TEXT PASSAGE Start Marker

Like the hospitality and retail industries, healthcare does not rest during the holiday season. While others are away on vacation or enjoying time at home with their families, healthcare workers are still at work and on-call. And between icy falls, accidents related to alcohol, depression, loneliness and countless other seasonal ailments, the healthcare system certainly prepares itself to receive increased traffic during the holidays.
Let’s not forget all the usual stressors that everyone experiences this time of year—attempting to stay on top of diet and exercise and buying all the right gifts within your budget. So consider this our gift to all you hardworking healthcare professionals: 12 tips to help you stay happy, healthy and stress-free as we bring in the New Year.
- Harshly changing your diet can be detrimental to your body. It’s certainly tempting to save room for your favorite holiday dishes, but this can cause you to overeat. Instead, eat something healthy beforehand, serve yourself small portions and eat slowly. Take a look at Health’s 15 ways to avoid holiday weight gain and 21 holiday health mistakes.
- Stay active. It’s OK to modify your typical workout schedule, but don’t let yourself skip altogether. Just keep moving. Once the holidays are over, it’ll be much easier to jump back into your usual routine if you’ve stayed fairly active.
- Losing sleep can hurt your performance at work, affect your weight and make you irritable, which won’t help you take care of all those extra patients. Lengthy shifts are exhausting, especially overnight shifts, so be sure to replenish your body with plenty of sleep.
- Finances are one of the biggest stressors of the season. Make a realistic budget and stick to it—you’ll thank yourself in January.
- Last minute cooking, decorating and shopping can harm your time with family by making you worn-out and grouchy. Take care of your responsibilities well in advance. That way, you’ll be in a good mood to relax and enjoy social events.
- Similarly, don’t take on extra responsibilities that you can’t handle. Sometimes just one task too many is enough to cause a big problem. So be honest with yourself and know when to say no. Someone else can cook the ham for the office party—you can bring a store-bought pie instead.
- We’re often more sensitive this time of the year, so accidents, illness and deaths during the holiday season can affect you more than at other times of the year. It’s best to emotionally prepare yourself for these situations so you’re better able to care for the patients and families involved.
- Accept the fact that you are working on the holidays. Complaining will only make it more frustrating, stressful and less pleasant for your team and family. Embrace your responsibility and know that what you do is extremely valuable.
- Seize the opportunity to make someone else’s holiday just a little bit brighter.. Yes, you may be working on the holiday, but you still get to go home at the end of the day. As you know, some hospital patients will spend the entire holiday season in a hospital bed. They may be facing very difficult illnesses. They may not have anyone to come visit them. Take this perspective with you and try sharing the Mayo Clinic’s advice for managing depression during the holidays—it may help your patients that struggle with feelings of loneliness or depression.

TEXT PASSAGE End Marker
MATERIAL SUPPLIED Start Marker

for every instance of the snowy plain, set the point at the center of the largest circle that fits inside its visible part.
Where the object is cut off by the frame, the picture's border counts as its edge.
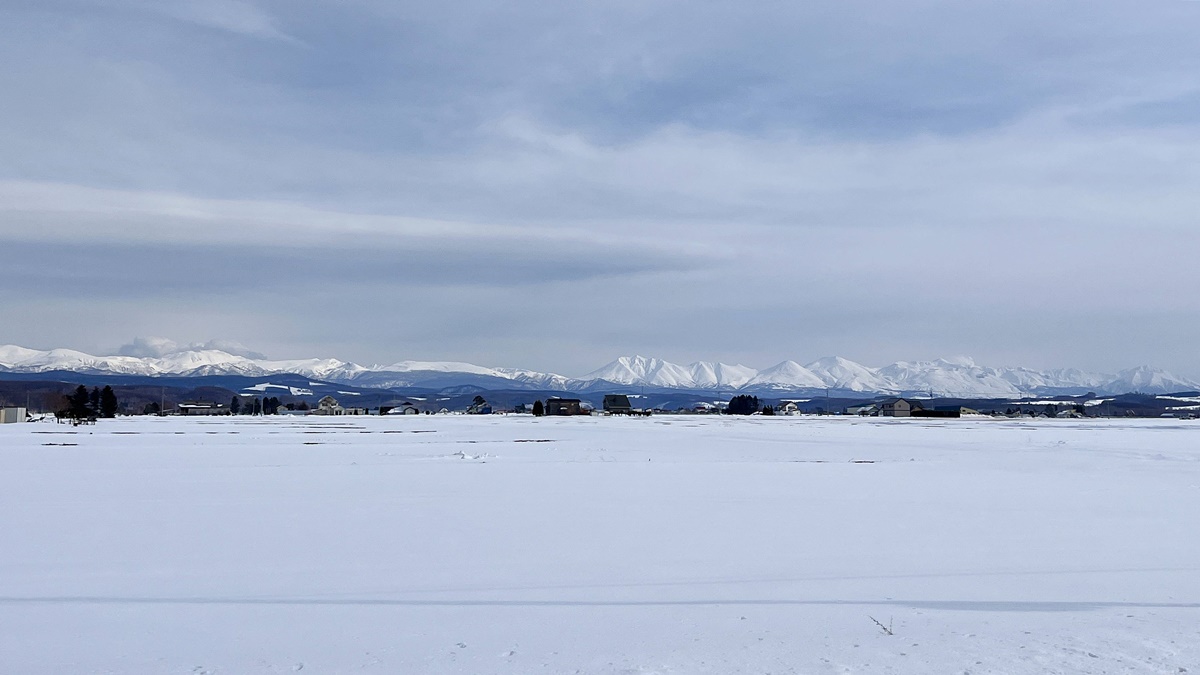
(670, 544)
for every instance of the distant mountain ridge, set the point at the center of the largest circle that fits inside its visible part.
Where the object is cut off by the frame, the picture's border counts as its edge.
(943, 377)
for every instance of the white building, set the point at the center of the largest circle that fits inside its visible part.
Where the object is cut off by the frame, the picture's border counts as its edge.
(9, 416)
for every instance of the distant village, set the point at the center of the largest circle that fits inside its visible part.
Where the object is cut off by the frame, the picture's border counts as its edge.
(87, 406)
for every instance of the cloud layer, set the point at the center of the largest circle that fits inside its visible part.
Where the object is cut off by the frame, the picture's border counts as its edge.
(547, 186)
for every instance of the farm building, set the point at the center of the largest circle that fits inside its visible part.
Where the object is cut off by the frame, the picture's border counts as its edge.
(617, 404)
(9, 416)
(899, 407)
(565, 407)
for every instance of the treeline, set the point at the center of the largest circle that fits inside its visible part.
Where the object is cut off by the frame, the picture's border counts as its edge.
(745, 404)
(89, 405)
(269, 405)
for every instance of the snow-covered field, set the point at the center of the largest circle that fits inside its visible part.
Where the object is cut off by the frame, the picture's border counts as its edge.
(670, 544)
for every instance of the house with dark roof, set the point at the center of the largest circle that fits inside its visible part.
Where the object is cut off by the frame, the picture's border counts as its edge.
(899, 407)
(617, 404)
(565, 407)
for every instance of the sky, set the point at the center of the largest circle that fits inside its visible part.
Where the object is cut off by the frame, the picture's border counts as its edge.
(551, 185)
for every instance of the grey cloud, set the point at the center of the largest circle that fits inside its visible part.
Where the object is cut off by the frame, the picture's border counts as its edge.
(533, 183)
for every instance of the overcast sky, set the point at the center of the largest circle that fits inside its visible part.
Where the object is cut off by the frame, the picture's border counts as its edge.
(551, 185)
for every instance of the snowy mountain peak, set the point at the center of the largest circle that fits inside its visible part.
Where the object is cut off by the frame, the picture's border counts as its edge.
(958, 376)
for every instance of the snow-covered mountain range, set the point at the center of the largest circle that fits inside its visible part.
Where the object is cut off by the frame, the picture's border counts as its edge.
(943, 377)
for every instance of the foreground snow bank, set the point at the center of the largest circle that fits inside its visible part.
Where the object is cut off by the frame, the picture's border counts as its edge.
(492, 544)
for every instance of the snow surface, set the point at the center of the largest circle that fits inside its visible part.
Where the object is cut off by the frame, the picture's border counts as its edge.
(670, 544)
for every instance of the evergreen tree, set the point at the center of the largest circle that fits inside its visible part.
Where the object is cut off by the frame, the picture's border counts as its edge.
(743, 404)
(78, 404)
(108, 402)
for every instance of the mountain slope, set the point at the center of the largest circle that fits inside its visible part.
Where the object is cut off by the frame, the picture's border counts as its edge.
(959, 377)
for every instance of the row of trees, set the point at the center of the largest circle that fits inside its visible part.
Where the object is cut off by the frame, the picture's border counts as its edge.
(269, 405)
(90, 405)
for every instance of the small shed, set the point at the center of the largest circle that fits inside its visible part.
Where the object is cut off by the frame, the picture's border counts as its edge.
(899, 407)
(202, 408)
(13, 414)
(617, 404)
(329, 405)
(565, 407)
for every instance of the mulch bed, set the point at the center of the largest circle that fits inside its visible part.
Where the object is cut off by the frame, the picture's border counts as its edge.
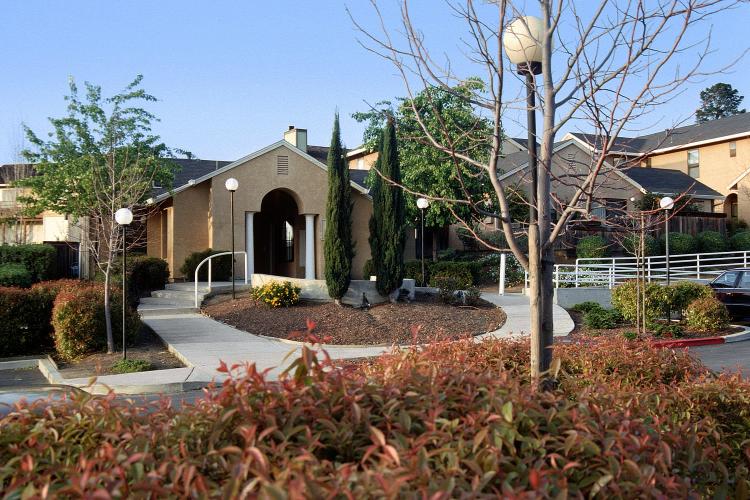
(421, 321)
(582, 332)
(149, 348)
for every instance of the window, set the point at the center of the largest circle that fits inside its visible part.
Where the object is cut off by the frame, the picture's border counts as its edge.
(727, 280)
(282, 165)
(694, 163)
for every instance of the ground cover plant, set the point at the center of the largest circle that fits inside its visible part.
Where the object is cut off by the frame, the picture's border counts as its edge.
(454, 419)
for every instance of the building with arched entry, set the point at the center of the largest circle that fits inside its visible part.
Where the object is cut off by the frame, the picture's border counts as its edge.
(279, 212)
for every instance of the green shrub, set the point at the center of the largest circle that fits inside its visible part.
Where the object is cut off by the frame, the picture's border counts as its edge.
(740, 241)
(666, 330)
(25, 321)
(624, 300)
(707, 314)
(460, 271)
(78, 320)
(591, 247)
(588, 306)
(221, 266)
(683, 293)
(39, 259)
(276, 293)
(632, 241)
(472, 296)
(131, 366)
(14, 274)
(461, 419)
(602, 319)
(711, 241)
(447, 287)
(680, 243)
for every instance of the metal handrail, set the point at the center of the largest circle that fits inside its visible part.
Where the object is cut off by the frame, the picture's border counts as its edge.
(208, 259)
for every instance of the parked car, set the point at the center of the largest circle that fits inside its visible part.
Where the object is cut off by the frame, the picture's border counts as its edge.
(733, 289)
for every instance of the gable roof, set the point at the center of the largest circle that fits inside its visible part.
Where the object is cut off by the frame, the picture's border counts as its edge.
(230, 165)
(665, 181)
(680, 137)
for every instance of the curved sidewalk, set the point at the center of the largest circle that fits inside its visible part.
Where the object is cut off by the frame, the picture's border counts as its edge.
(202, 343)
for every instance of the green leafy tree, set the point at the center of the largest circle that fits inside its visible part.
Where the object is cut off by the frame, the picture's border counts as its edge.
(719, 101)
(100, 157)
(339, 249)
(387, 229)
(426, 169)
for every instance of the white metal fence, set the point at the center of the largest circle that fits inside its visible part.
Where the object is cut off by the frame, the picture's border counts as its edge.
(608, 272)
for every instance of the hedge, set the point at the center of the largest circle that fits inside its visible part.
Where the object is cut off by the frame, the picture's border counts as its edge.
(25, 321)
(711, 241)
(740, 241)
(591, 247)
(39, 259)
(221, 266)
(79, 324)
(450, 420)
(14, 274)
(680, 243)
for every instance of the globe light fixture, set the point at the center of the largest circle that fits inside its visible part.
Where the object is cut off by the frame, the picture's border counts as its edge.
(666, 204)
(123, 217)
(232, 184)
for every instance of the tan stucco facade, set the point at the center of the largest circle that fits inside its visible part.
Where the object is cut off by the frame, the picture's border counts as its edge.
(718, 169)
(197, 217)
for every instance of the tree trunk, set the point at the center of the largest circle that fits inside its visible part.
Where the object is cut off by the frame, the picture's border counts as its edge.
(434, 244)
(108, 311)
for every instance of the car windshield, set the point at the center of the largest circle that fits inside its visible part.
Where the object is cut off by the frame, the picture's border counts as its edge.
(726, 280)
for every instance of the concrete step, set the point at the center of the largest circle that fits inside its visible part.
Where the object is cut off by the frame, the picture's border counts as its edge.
(163, 301)
(177, 294)
(150, 310)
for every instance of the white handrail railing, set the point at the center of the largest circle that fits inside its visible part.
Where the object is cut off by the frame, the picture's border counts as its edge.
(208, 259)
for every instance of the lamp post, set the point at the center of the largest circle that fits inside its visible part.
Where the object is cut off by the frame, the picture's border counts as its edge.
(666, 204)
(123, 217)
(231, 184)
(422, 203)
(522, 41)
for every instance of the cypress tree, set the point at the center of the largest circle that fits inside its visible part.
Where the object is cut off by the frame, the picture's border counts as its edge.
(339, 250)
(387, 236)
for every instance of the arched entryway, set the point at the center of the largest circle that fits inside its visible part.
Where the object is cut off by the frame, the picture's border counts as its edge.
(276, 235)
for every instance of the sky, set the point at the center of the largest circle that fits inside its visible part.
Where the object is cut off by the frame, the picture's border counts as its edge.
(231, 76)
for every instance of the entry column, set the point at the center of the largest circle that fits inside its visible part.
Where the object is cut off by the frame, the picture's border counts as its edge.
(309, 246)
(250, 243)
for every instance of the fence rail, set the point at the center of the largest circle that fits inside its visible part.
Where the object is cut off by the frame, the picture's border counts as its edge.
(608, 272)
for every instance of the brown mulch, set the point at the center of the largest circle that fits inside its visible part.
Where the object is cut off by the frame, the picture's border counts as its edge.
(402, 323)
(582, 332)
(149, 348)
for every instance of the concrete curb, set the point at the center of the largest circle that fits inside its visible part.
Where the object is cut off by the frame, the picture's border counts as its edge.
(726, 339)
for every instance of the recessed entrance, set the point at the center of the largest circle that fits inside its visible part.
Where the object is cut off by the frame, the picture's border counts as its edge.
(277, 235)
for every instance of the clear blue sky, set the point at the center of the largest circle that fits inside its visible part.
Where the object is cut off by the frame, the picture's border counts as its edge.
(232, 75)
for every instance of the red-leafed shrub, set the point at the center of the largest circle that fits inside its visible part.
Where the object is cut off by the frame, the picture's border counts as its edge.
(452, 420)
(79, 322)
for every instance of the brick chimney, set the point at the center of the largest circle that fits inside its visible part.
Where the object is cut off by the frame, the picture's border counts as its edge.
(297, 137)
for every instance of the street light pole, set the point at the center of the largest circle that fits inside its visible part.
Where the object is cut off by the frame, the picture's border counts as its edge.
(231, 184)
(124, 217)
(422, 203)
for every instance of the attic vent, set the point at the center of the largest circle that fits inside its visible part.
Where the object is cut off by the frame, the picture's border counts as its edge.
(282, 165)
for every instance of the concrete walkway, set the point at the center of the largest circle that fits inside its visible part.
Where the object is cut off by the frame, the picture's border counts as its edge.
(202, 343)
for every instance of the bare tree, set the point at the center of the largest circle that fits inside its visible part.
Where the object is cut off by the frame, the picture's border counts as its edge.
(605, 64)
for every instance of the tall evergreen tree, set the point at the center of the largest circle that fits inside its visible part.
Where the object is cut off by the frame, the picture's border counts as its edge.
(387, 235)
(339, 249)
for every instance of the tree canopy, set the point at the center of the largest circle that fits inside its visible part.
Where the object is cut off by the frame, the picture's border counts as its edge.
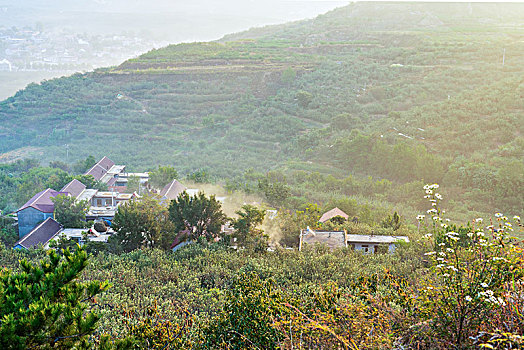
(197, 216)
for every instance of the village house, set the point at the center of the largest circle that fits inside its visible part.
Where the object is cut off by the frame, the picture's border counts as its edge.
(50, 230)
(368, 244)
(36, 210)
(103, 204)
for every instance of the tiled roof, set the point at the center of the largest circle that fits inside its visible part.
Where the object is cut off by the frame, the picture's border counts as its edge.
(333, 239)
(97, 172)
(42, 201)
(375, 239)
(106, 163)
(333, 213)
(41, 234)
(74, 188)
(172, 190)
(101, 168)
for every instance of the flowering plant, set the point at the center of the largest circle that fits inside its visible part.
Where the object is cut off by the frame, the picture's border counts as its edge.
(470, 271)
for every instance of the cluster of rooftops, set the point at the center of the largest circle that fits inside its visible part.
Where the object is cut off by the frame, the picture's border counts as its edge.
(36, 222)
(37, 225)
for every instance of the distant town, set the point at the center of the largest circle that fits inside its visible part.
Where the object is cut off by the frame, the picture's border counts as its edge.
(35, 49)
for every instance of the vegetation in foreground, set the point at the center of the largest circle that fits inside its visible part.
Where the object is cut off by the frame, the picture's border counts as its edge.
(455, 287)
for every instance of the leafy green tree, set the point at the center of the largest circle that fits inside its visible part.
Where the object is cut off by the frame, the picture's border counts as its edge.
(142, 223)
(246, 320)
(8, 235)
(161, 176)
(246, 231)
(44, 306)
(291, 222)
(197, 216)
(288, 75)
(69, 212)
(304, 98)
(392, 221)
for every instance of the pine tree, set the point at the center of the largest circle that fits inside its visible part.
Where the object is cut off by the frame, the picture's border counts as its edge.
(45, 306)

MATERIAL SUPPLIED End Marker

● **WORK ITEM A**: For the holiday health tips text, decide whether each statement agrees with it: (i) Overnight shifts are singled out as especially exhausting. (ii) Skipping workouts entirely during the holidays is recommended. (iii) Bringing a store-bought pie instead of cooking the ham for the office party is suggested. Answer yes or no for each and quote the words of the text that decide it.
● **WORK ITEM B**: Return the part of the holiday health tips text between "- Harshly changing" and "stayed fairly active.", inclusive, copied word for word.

● **TASK RESPONSE A**:
(i) Yes: "Lengthy shifts are exhausting, especially overnight shifts"
(ii) No: "It’s OK to modify your typical workout schedule, but don’t let yourself skip altogether."
(iii) Yes: "Someone else can cook the ham for the office party—you can bring a store-bought pie instead."

● **TASK RESPONSE B**:
- Harshly changing your diet can be detrimental to your body. It’s certainly tempting to save room for your favorite holiday dishes, but this can cause you to overeat. Instead, eat something healthy beforehand, serve yourself small portions and eat slowly. Take a look at Health’s 15 ways to avoid holiday weight gain and 21 holiday health mistakes.
- Stay active. It’s OK to modify your typical workout schedule, but don’t let yourself skip altogether. Just keep moving. Once the holidays are over, it’ll be much easier to jump back into your usual routine if you’ve stayed fairly active.